Reproduce the following data verbatim, keeping every line and its order unchanged.

[Records from a dataset]
#####

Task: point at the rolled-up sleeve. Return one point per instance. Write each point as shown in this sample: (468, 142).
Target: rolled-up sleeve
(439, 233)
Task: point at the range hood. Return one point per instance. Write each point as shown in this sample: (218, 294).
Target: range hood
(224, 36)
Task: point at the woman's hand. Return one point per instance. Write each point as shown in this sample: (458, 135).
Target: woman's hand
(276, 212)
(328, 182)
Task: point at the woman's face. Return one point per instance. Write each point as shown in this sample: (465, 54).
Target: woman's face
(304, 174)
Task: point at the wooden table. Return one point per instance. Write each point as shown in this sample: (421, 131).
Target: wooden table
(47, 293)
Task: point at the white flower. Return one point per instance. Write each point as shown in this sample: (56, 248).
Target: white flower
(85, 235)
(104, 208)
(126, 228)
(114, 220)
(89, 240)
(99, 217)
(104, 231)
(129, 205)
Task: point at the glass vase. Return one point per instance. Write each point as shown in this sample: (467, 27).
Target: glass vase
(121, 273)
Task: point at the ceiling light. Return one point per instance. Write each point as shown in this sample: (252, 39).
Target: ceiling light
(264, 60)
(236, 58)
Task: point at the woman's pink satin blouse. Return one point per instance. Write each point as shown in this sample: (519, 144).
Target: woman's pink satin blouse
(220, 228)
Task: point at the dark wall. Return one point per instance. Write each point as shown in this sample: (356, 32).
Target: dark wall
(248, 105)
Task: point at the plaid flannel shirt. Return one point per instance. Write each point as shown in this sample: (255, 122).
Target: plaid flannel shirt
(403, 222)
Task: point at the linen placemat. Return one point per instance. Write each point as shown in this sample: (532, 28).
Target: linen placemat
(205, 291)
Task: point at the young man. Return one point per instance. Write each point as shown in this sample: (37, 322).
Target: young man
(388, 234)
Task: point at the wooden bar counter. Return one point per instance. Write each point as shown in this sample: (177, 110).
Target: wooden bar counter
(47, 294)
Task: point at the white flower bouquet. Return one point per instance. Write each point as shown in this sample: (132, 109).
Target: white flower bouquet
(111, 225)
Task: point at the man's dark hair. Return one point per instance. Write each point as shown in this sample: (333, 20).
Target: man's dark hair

#####

#### [Result below]
Task: point at the rolled-up sleeve. Return one point per instance. Write each point as shown in this sample: (468, 142).
Target: rolled-up sleeve
(439, 233)
Task: point at the range hood. Return one point per instance. Write each point as shown in this sample: (218, 294).
Target: range hood
(224, 36)
Task: point at the woman's hand. Return one point per instance. Write each point as shown in this sample: (458, 135).
Target: woman's hand
(276, 212)
(328, 182)
Task: point at the woman's face. Return one point per instance. Write each point as shown in this sample: (465, 54).
Target: woman's face
(304, 174)
Task: point at the wooden table. Return one point per instance. Write each point as shown in this sample: (421, 131).
Target: wooden table
(47, 293)
Task: point at the white flower. Return one point per instance. Write each point as shown in this sample: (56, 248).
Target: white flower
(85, 235)
(104, 208)
(126, 228)
(114, 220)
(89, 240)
(99, 217)
(104, 231)
(129, 205)
Task: point at the glass vase. Return one point per instance. Write each point as shown in this sample: (467, 27).
Target: glass vase
(121, 273)
Task: point at the ceiling light. Return one point per instance. Write each point as shown in this sample: (252, 39).
Target: ceiling light
(264, 60)
(236, 58)
Task: point at the woman's pink satin blouse. Return one point per instance. Write each point as shown in this sample: (519, 144).
Target: woman's pink satin blouse
(220, 228)
Task: point at the dark wall. Return one point per instance. Write each point as shown in this sample: (356, 32).
Target: dark wall
(248, 105)
Task: point at the plaid flannel shirt. Return one point per instance. Write each point as shown in this sample: (255, 122).
Target: plaid flannel shirt
(403, 222)
Task: point at the linen placemat. Return one point per instance. Write each point as shown in this sample: (532, 28).
Target: linen placemat
(205, 291)
Task: point at the young man. Return one point per instance. Write each point as shown in this sample: (37, 322).
Target: young man
(388, 234)
Task: point at the wooden bar counter. Return one point per instance. Write each point as shown in this sample: (177, 110).
Target: wooden bar counter
(47, 294)
Task: point at the white flower bouquet. Return one point per instance. Write each point as shown in this sample: (132, 109).
Target: white flower bouquet
(111, 225)
Task: point at the man's dark hair. Return one point per instance. Write each point as shown in this sample: (333, 20).
Target: man's dark hair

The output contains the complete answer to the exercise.